_Consegna A_
Riscriva i record memorizzati sostituendo "beachfront apartment building" con "seaside hotel" e lasciando invariato tutto il resto. Ometta le immagini dalla risposta.

Un’ultima cosa, quando una richiesta dal wallet viene inviata alla blockchain, viene criptata usando la chiave privata che conosciamo solo noi (e il nostro wallet), la blockchain la prende in carico decriptandola con la nostra chiave pubblica, se l’operazione di decriptaggio va a buon fine, la transazione viene assegnata alla nostra chiave pubblica. La blockchain non ha informazione che dietro a quella chiave pubblica ci siamo noi.
IPFS – Interplanetary File System
I metadati non risiedono sulla blockchain per non appesantirla, possono essere inseriti su un sito web oppure, se vogliamo rendere anche questi dati inalterabili è possibile inserirli sull’ Interplanetary File System (IPFS). Si tratta di un sistema di archiviazione anche questa distribuita su migliaia di nodi (computer). Anche IPFS utilizza un particolare meccanismo di codifica basato su l’hash. Il nome del file, quando viene depositato viene trasformato in un codice che deriva dall’hash del contenuto e per richiamarlo si deve utilizzare questo codice al posto del nome file originale. Esistono diverse porte di accesso a IPFS dette “Gateway”, qui potete trovare una lista di IPFS Gateway. I metadati possono essere richiamati attraverso lo smart contract del token al quale sono collegati.
Di seguito un l’esempio di un file contenente metadati il cui mome originale era “Metadata – Fiore – FRE.txt” e che che abbiamo depositato su IPFS, il nome, come abbiamo detto è stato automaticamente codificato.
https://ipfs.io/ipfs/QmTxinDNJPCNH53yDU6vH7CWtN2XPjJJ9yBXJzVgdR6w9d
Provate ad aprirlo, contiene i metadati di un token che abbiamo creato per prova. All’interno trovere un altro indirizzo IPFS, si tratta di un’immagine alla quale è legato il token. Per comodità riportiamo il link di seguito.
https://ipfs.infura.io/ipfs/QmehHPVg5BZHpeMBUYyGVmGGb1eK1HMkaNFfi8HeUMubT6
La prima parte del link (in verde) è l’indirizzo del Gateway, l seconda parte in blu è l’indirizzo/codice del file, se provate a cambiare l’indirizzo del Gateway mantenendo l’indirizzo/codice del file invariato, otterrete lo stesso contenuto.

[Record memorizzati]
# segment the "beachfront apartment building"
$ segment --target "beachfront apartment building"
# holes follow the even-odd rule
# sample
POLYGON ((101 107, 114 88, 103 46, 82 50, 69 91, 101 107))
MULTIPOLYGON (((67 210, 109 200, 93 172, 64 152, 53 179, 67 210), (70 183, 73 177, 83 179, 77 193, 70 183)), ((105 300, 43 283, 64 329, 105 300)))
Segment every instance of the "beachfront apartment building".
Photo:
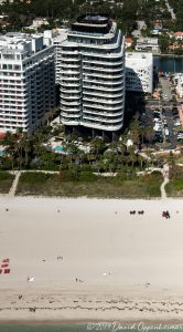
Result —
POLYGON ((152 93, 152 53, 126 52, 126 91, 152 93))
POLYGON ((31 133, 56 104, 54 46, 43 35, 0 37, 0 132, 31 133))
POLYGON ((62 49, 63 42, 67 40, 67 29, 53 29, 44 31, 44 44, 55 48, 55 83, 60 84, 62 69, 62 49))
POLYGON ((60 48, 61 121, 111 133, 123 125, 125 39, 106 15, 78 18, 60 48))
POLYGON ((174 83, 176 85, 175 90, 179 97, 183 97, 183 73, 176 73, 174 75, 174 83))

_Consegna B_
Traduca in inglese questa frase del brano su IPFS: «I metadati possono essere richiamati attraverso lo smart contract del token al quale sono collegati.»

_Risultato A_
# segment the "seaside hotel"
$ segment --target "seaside hotel"
# holes follow the even-odd rule
# sample
POLYGON ((101 107, 114 88, 103 46, 82 50, 69 91, 101 107))
MULTIPOLYGON (((67 210, 109 200, 93 172, 64 152, 53 179, 67 210), (70 183, 73 177, 83 179, 77 193, 70 183)), ((105 300, 43 283, 64 329, 105 300)))
Segment every instance of the "seaside hotel".
Photo:
Result —
POLYGON ((152 93, 152 53, 126 52, 126 91, 152 93))
POLYGON ((31 133, 56 104, 54 46, 43 35, 0 37, 0 132, 31 133))
POLYGON ((62 49, 63 42, 67 40, 67 29, 53 29, 44 31, 44 44, 55 48, 55 83, 60 84, 62 69, 62 49))
POLYGON ((60 48, 61 121, 111 133, 123 125, 125 39, 106 15, 78 18, 60 48))
POLYGON ((174 83, 176 85, 175 90, 179 97, 183 97, 183 73, 176 73, 174 75, 174 83))

_Risultato B_
The metadata can be retrieved through the smart contract of the token to which they are linked.